▸ **Work request**:
Set down the full text on differentiation, aging and sexuality, word for word.

Dr. Diana’s return guest, Dr. Ashley Mader, is well versed in differentiation. It is no surprise that differentiation issues are played out in the sexual area. What is differentiation? It involves learning to balance your individuality (separateness) with your emotional connection to someone else (togetherness). Standing on your own two feet—rather than trying to merge with your partner or lose yourself in love—may lead to the best sex you’ve ever had!

 

Dr. Diana and Dr. Ashley are both experts in aging and sexuality. They spoke about Gail Sheehy’s idea—in her book Passages—that sometime around age 50, the man becomes more romantic and the woman becomes more assertive. We must not mistake genital prime for sexual prime! Dr. David Schnarch’s Passionate Marriage focuses on how you don’t work on your marriage; your marriage works on you. Marriage or being in a committed relationship is the ideal arena in which to become clearer about who you are so that you can contribute to and enjoy a better partnership.

 

In addition to conducting her private practice in Amherst, MA, Dr. Ashely is in her third year of graduate school at the Bowen Center at Georgetown University. Dr. Bowen’s philosophy is that we may have unresolved emotional attachment issues with our family of origin. We may have to toggle between our emotional and intellectual selves. Back to Schnarch because this is important: You give up the fantasy that the other person is going to complete you. So your goal changes from getting someone to love you to being someone capable of loving. Dr. Diana’s book Love in the Time of Corona: Advice from a Sex Therapist for Couples in Quarantine is especially timely, and can help with this process.

[Records from a data source]
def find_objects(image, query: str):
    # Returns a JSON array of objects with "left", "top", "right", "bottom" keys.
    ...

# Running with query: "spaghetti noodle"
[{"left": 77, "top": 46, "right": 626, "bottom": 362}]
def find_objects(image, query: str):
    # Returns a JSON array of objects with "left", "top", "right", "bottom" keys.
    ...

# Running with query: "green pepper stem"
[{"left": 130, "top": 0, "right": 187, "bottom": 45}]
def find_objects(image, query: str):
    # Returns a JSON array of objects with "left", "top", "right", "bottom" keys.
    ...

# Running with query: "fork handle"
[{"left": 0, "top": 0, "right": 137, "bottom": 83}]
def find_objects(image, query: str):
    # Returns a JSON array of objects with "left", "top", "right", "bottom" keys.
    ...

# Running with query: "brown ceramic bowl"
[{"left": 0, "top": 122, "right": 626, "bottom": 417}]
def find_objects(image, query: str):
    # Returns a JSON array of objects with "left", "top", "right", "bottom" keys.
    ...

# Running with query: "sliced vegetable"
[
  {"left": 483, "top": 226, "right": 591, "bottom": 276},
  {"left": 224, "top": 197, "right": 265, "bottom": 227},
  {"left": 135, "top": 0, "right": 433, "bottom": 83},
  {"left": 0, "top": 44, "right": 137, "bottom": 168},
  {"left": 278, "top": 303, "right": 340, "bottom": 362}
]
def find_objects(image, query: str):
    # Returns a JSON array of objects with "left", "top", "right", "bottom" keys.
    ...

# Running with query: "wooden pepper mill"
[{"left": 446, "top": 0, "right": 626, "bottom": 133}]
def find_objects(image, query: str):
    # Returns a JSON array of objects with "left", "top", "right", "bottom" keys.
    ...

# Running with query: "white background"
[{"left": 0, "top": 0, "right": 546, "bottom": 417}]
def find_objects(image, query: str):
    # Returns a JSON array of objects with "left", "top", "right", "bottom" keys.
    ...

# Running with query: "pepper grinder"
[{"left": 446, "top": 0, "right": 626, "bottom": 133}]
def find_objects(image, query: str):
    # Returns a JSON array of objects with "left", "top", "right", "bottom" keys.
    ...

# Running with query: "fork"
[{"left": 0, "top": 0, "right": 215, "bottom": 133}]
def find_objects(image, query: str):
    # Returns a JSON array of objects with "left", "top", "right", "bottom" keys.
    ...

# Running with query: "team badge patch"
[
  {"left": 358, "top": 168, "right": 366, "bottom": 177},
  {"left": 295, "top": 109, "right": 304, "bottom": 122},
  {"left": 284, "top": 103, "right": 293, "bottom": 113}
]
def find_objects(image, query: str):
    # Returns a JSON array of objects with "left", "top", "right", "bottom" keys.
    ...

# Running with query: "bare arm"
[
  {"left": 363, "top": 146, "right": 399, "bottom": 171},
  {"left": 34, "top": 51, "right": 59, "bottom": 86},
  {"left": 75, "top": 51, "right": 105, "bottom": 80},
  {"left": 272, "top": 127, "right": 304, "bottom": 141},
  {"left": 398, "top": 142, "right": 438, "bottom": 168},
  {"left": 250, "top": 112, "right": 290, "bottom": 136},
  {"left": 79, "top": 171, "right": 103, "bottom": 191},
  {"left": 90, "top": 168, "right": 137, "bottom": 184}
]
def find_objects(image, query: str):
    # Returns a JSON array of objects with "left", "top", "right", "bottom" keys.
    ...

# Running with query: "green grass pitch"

▸ **Task solution**:
Dr. Diana’s return guest, Dr. Ashley Mader, is well versed in differentiation. It is no surprise that differentiation issues are played out in the sexual area. What is differentiation? It involves learning to balance your individuality (separateness) with your emotional connection to someone else (togetherness). Standing on your own two feet—rather than trying to merge with your partner or lose yourself in love—may lead to the best sex you’ve ever had!

 

Dr. Diana and Dr. Ashley are both experts in aging and sexuality. They spoke about Gail Sheehy’s idea—in her book Passages—that sometime around age 50, the man becomes more romantic and the woman becomes more assertive. We must not mistake genital prime for sexual prime! Dr. David Schnarch’s Passionate Marriage focuses on how you don’t work on your marriage; your marriage works on you. Marriage or being in a committed relationship is the ideal arena in which to become clearer about who you are so that you can contribute to and enjoy a better partnership.

 

In addition to conducting her private practice in Amherst, MA, Dr. Ashely is in her third year of graduate school at the Bowen Center at Georgetown University. Dr. Bowen’s philosophy is that we may have unresolved emotional attachment issues with our family of origin. We may have to toggle between our emotional and intellectual selves. Back to Schnarch because this is important: You give up the fantasy that the other person is going to complete you. So your goal changes from getting someone to love you to being someone capable of loving. Dr. Diana’s book Love in the Time of Corona: Advice from a Sex Therapist for Couples in Quarantine is especially timely, and can help with this process.